Point-per-instance localization data:
────

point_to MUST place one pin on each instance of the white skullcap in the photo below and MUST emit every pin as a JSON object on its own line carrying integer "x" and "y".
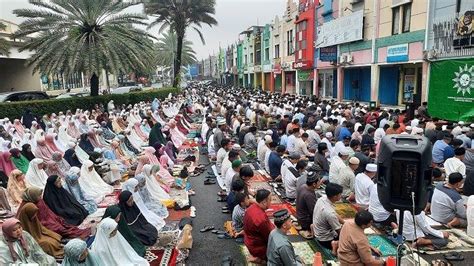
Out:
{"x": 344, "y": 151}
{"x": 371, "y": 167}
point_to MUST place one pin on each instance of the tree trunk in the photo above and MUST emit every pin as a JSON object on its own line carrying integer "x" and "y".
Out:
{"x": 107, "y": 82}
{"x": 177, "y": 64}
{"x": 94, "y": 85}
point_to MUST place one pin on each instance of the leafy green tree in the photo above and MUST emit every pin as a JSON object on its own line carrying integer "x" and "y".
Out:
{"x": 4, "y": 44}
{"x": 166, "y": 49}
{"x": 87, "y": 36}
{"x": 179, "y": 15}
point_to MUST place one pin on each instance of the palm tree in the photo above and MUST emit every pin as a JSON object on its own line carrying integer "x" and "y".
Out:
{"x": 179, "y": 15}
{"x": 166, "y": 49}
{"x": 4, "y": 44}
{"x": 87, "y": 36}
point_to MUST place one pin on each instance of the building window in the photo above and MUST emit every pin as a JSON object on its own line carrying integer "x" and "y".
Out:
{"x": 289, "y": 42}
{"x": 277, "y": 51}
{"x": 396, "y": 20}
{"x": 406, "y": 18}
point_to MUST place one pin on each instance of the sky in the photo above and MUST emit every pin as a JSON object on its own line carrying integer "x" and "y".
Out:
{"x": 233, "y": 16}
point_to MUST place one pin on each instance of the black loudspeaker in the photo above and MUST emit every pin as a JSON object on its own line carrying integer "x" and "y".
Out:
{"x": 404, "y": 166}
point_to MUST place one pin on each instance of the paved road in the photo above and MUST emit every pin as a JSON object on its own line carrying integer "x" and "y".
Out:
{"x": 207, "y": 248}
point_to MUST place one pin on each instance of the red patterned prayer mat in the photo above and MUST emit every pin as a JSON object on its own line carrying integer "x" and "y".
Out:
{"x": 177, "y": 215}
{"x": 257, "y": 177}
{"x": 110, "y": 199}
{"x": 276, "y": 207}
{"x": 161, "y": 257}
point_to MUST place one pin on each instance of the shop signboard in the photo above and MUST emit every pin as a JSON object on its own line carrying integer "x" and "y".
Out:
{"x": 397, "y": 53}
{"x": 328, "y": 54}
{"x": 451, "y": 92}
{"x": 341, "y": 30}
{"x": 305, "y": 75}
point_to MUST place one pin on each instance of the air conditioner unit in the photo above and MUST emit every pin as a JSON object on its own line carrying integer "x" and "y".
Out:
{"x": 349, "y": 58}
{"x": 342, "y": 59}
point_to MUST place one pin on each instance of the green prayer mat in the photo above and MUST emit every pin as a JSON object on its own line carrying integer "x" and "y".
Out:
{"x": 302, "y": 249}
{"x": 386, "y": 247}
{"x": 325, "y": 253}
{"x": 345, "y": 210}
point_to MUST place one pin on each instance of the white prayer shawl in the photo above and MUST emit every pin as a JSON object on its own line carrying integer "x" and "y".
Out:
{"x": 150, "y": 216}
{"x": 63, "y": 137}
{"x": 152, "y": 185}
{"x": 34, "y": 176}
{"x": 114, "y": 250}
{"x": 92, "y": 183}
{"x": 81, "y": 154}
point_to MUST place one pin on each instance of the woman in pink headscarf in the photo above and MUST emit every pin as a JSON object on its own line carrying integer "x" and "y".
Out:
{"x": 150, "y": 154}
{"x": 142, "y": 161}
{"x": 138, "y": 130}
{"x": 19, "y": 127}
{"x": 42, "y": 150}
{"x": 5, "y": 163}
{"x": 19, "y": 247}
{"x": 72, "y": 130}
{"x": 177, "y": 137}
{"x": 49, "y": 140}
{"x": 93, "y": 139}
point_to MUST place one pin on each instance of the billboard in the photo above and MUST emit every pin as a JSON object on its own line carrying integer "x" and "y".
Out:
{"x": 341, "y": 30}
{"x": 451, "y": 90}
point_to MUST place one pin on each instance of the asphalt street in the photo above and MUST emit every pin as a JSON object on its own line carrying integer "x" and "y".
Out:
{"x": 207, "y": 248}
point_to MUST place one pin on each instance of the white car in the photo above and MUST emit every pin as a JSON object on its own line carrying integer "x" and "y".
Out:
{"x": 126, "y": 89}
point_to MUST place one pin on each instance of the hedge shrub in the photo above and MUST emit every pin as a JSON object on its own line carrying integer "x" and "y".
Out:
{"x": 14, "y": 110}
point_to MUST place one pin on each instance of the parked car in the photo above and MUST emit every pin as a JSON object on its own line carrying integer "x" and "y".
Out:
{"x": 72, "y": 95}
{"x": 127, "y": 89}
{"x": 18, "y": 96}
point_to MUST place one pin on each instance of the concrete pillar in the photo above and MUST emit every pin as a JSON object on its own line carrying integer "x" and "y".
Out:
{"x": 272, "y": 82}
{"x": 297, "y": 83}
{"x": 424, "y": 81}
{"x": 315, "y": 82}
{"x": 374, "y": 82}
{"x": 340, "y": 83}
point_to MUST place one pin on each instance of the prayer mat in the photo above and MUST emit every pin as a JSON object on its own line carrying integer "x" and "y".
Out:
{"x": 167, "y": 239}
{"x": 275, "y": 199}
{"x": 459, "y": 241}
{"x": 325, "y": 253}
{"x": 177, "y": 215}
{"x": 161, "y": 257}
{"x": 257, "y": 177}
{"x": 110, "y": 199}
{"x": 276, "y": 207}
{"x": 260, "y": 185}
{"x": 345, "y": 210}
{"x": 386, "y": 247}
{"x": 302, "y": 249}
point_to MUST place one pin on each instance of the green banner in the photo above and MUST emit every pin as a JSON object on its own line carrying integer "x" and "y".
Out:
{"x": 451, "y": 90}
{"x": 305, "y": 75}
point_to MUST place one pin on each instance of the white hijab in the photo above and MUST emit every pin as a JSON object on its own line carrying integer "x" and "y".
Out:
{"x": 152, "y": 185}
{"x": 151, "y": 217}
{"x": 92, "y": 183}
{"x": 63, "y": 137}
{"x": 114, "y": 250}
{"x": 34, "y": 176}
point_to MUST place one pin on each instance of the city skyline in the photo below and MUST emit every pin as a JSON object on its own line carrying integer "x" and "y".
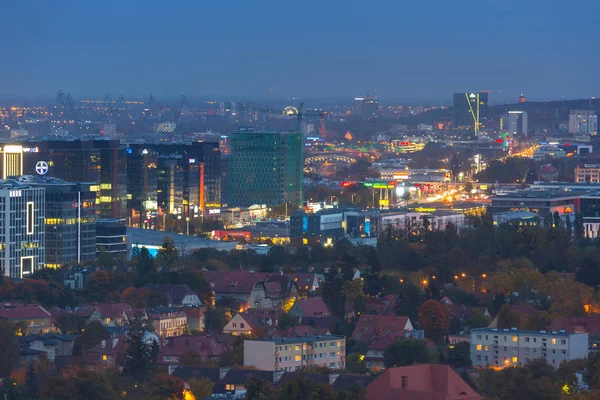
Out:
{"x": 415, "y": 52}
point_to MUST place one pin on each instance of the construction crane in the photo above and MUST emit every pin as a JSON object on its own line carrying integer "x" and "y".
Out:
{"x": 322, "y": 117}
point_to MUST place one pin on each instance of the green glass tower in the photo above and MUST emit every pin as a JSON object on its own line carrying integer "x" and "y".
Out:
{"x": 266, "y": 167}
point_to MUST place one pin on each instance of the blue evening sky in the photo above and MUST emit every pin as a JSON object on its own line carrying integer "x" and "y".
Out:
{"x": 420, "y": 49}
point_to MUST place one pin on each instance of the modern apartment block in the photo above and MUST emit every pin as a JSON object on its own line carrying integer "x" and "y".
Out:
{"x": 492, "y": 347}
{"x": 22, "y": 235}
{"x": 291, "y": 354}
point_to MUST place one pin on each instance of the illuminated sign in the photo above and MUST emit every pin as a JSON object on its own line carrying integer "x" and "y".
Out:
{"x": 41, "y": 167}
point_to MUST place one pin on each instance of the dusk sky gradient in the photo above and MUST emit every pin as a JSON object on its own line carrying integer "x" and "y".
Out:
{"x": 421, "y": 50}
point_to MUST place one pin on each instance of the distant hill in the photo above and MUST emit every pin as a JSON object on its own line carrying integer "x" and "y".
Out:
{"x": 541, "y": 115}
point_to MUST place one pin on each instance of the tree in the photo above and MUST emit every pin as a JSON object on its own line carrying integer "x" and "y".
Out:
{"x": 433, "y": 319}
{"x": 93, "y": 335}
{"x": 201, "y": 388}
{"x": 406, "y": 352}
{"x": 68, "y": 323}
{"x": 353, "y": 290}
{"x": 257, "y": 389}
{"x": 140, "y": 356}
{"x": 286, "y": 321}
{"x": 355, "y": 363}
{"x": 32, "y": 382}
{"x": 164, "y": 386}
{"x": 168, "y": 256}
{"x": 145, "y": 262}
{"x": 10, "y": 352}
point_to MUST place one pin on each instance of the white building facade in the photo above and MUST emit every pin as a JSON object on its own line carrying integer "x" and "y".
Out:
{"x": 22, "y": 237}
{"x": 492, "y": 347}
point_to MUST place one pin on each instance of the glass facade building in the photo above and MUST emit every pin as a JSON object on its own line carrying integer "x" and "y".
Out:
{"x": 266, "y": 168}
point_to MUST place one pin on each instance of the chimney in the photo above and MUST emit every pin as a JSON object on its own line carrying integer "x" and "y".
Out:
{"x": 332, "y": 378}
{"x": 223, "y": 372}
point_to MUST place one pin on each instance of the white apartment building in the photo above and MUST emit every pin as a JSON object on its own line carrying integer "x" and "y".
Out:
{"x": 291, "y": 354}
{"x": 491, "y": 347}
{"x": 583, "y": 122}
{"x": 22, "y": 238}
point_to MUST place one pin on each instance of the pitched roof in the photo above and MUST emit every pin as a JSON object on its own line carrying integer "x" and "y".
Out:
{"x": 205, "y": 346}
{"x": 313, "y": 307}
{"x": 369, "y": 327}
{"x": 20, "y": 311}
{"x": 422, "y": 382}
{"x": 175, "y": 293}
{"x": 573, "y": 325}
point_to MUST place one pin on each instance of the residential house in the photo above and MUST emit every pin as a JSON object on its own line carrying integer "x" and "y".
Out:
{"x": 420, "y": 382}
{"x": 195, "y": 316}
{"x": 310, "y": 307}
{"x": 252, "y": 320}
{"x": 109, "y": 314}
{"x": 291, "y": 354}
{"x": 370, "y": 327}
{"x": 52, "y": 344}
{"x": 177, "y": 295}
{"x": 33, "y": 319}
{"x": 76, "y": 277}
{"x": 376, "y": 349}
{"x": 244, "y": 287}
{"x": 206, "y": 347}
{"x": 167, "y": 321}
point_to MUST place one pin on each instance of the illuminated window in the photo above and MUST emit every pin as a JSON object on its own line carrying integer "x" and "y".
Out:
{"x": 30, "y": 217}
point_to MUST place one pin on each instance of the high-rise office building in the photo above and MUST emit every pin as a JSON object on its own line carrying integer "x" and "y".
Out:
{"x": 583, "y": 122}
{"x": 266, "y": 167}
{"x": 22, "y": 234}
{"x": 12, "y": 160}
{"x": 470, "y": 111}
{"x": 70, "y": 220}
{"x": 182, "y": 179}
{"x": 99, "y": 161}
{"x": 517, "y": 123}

────

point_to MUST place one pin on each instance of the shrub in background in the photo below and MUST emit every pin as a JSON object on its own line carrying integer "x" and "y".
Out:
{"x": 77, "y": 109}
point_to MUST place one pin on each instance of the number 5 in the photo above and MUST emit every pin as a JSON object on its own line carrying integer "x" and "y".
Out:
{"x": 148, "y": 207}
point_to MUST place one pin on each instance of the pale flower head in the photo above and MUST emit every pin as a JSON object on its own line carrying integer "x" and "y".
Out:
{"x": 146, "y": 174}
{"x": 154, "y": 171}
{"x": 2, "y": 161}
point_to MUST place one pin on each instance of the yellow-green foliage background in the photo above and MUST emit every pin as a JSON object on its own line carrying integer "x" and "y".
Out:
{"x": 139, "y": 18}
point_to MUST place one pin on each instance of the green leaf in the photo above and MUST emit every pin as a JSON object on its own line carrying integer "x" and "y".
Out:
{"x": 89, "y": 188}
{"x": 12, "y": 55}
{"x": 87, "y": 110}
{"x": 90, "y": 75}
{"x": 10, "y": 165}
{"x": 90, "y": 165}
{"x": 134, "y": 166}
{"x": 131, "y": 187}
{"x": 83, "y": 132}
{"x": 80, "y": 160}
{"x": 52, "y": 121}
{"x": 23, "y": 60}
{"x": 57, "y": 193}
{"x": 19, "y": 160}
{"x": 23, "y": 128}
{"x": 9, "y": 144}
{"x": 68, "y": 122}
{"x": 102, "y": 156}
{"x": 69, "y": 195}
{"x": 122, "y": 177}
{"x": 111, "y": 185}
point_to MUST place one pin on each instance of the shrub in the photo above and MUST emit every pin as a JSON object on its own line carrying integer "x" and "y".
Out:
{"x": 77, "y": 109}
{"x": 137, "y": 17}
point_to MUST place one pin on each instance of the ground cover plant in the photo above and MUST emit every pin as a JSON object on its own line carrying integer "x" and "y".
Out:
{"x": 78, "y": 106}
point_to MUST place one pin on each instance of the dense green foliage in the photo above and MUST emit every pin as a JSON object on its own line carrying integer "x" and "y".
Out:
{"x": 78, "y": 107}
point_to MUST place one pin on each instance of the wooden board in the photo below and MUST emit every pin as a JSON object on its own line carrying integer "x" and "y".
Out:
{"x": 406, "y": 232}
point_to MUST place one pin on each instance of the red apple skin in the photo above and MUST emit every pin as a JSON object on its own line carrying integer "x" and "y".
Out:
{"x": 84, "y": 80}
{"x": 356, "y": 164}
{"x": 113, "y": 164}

────

Some lines of the records above contain the word "foliage". How many are there? Reply with the number alone.

2